DOCUMENT EXTRACT →
Jail installs photo booth

The photo booths will allow inmates to have pictures with family members
The photo booths will allow inmates to have pictures with family members

A jail has installed a photo booth so inmates can take pictures with family members.


Prisoners at privately-run HMP Lowdham Grange can use the facility to capture group shots with relatives during visits.

The move was praised in an inspection report on the Nottinghamshire prison.

It said: "There was a photo booth for prisoners and their families to take a group photograph, which was another good innovation."

The prison's operator Serco said the photo booth was introduced in March last year as part of efforts to help families and children have a more positive experience of visiting their fathers.

Used more than 2,200 times, it has been "extremely popular", the firm added.

Following the trial at Lowdham Grange, Serco expects to introduce photo booths at its other prisons.

Ministers have highlighted the importance of enabling prisoners to keep up relationships with loved ones when behind bars.

Last month, the Government announced plans that will allow thousands more inmates in England and Wales to make phone calls from their cells.

The report from HM Inspectorate of Prisons also disclosed that Lowdham Grange introduced a "violence hotline" in an effort to improve safety.

Inmates can use the service to report concerns about violent or anti-social behaviour.

HMIP described the measure as an example of "good practice".

It said: "Prisoners could call to report concerns about violence and the safer custody team responded quickly.

"The team also worked with health care to offer support to prisoners who had been using illicit substances."

The inspection, which took place in August, found the number of violent incidents was high for a category B training prison, with 64 assaults on staff and 83 on prisoners in the last six months.

There had been 30 serious incidents involving weapons, some of which had resulted in puncture wounds and hospitalisation.

Most violence related to the trade of illicit drugs, the inspectorate said.

HMIP noted that the use of technology to scan mail for drugs was a "very useful" initiative but it said the practice of destroying all correspondence that indicated positive, including photographs and stamps, was "excessive".

Opened in 1998, Lowdham Grange holds up to 920 adult men.

MATERIAL SUPPLIED →
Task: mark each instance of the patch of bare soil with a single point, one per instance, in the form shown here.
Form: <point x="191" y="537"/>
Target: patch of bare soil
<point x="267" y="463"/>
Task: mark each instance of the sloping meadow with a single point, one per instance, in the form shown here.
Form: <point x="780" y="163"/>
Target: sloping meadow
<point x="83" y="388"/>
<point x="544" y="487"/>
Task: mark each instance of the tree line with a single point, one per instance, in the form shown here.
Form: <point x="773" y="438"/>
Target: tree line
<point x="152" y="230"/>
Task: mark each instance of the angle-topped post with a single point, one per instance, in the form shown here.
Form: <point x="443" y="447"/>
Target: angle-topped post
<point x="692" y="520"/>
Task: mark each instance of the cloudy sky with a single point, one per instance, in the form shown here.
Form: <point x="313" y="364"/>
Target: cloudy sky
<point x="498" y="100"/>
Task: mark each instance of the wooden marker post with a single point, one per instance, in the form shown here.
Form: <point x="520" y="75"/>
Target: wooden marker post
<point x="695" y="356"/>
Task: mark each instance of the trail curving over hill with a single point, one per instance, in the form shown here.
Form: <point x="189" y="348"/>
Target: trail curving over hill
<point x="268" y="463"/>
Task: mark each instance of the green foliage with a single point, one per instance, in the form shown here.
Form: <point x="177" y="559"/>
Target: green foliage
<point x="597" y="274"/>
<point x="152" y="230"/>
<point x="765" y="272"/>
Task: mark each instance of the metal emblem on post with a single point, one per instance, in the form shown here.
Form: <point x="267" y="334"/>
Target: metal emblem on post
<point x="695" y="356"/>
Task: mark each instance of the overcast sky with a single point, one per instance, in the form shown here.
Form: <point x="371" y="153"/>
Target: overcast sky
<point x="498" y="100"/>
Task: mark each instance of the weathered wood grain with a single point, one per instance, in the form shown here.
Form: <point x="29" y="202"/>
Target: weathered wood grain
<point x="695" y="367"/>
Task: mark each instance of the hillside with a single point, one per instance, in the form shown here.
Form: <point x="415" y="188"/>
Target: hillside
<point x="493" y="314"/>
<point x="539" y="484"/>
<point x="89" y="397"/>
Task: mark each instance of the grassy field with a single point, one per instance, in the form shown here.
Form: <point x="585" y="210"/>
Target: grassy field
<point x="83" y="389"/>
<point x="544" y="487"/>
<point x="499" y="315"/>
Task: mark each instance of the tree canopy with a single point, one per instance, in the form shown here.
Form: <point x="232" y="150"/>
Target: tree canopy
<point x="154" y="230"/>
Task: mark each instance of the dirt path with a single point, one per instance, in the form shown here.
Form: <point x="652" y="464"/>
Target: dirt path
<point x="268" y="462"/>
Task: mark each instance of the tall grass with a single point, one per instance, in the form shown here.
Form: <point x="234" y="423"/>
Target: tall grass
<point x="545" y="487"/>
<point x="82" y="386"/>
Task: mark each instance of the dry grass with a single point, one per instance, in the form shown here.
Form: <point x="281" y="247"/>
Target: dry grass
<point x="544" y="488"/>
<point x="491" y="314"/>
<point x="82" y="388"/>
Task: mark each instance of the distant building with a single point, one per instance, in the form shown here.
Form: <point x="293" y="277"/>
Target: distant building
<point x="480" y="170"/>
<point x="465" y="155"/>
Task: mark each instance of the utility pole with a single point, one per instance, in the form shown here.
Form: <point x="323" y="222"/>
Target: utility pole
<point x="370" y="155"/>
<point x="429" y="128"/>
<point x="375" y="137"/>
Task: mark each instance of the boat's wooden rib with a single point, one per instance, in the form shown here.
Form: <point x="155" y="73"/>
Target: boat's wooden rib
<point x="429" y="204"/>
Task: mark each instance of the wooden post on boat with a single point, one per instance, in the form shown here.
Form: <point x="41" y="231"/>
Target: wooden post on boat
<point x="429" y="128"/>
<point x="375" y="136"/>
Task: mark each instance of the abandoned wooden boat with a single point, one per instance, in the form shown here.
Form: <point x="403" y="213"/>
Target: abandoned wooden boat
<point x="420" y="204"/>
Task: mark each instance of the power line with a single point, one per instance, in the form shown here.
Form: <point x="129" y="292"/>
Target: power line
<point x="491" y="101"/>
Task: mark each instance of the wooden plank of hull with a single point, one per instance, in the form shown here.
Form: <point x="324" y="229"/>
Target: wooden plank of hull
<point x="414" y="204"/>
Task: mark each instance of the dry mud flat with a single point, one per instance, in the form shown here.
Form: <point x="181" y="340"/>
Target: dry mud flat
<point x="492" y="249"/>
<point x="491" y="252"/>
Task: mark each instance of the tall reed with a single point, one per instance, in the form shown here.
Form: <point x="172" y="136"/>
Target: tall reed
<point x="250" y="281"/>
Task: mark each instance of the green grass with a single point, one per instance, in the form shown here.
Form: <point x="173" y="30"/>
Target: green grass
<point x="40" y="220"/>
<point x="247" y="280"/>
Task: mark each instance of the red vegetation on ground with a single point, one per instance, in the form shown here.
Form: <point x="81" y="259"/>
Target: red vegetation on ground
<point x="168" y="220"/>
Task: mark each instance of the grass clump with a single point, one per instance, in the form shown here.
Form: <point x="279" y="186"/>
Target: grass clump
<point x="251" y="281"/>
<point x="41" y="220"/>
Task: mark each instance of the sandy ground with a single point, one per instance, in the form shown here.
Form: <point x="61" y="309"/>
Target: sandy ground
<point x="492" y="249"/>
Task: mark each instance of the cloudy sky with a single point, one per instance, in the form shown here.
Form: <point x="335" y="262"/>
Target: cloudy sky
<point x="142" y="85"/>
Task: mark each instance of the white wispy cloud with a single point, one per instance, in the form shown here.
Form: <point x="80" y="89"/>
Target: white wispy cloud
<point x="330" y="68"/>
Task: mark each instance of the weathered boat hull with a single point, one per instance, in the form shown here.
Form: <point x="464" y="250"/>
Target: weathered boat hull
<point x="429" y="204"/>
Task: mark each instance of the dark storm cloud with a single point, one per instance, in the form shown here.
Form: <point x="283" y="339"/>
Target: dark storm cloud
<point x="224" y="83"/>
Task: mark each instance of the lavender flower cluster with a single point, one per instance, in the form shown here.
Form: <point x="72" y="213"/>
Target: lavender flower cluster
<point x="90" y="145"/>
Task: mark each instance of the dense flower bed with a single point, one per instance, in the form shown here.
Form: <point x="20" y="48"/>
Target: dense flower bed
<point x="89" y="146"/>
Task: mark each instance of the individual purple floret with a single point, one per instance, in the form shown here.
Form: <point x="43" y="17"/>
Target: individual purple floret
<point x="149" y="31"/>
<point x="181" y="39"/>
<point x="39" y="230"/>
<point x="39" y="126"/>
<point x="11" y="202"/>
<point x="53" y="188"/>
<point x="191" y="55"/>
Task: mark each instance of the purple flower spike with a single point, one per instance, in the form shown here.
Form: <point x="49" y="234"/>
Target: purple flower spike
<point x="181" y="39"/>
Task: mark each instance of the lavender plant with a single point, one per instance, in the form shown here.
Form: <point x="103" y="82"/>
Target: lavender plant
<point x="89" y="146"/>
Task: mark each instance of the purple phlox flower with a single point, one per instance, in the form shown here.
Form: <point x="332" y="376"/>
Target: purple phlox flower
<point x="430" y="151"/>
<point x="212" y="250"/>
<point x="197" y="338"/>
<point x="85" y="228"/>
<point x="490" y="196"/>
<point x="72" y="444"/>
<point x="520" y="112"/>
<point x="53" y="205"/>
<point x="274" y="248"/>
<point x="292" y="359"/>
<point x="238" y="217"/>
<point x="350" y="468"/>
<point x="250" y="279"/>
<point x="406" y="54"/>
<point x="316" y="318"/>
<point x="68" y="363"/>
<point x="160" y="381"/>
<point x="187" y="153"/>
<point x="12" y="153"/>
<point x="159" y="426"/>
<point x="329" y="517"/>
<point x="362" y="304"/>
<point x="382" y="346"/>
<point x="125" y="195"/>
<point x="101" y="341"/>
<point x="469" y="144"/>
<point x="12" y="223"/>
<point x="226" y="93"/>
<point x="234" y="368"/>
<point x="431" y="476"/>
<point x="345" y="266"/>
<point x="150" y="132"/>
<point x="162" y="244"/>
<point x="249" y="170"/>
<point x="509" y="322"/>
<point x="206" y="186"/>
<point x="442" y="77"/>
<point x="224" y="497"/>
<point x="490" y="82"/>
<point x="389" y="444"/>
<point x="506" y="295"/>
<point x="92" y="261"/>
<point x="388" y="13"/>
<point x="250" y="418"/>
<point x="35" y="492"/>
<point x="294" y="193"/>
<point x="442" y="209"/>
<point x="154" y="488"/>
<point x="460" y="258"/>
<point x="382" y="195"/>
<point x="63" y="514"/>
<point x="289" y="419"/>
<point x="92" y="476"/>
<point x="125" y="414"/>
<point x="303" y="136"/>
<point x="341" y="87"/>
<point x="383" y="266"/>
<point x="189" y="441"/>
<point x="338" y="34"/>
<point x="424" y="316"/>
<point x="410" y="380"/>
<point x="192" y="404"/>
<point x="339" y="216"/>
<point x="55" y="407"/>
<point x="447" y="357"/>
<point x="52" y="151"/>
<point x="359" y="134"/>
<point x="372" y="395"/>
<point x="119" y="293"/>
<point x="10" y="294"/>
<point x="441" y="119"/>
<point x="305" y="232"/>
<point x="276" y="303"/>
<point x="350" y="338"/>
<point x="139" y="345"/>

WORK TO COMPLETE →
1. From the news story about the jail photo booth, list every figure written in numerals.
2. Rewrite everything in the news story about the jail photo booth from "Jail installs photo" down to "with family members.", replacing "inmates" with "prisoners".

RESPONSES IN ORDER →
1.
2,200
64
83
30
1998
920

2.
Jail installs photo booth

The photo booths will allow prisoners to have pictures with family members
The photo booths will allow prisoners to have pictures with family members

A jail has installed a photo booth so prisoners can take pictures with family members.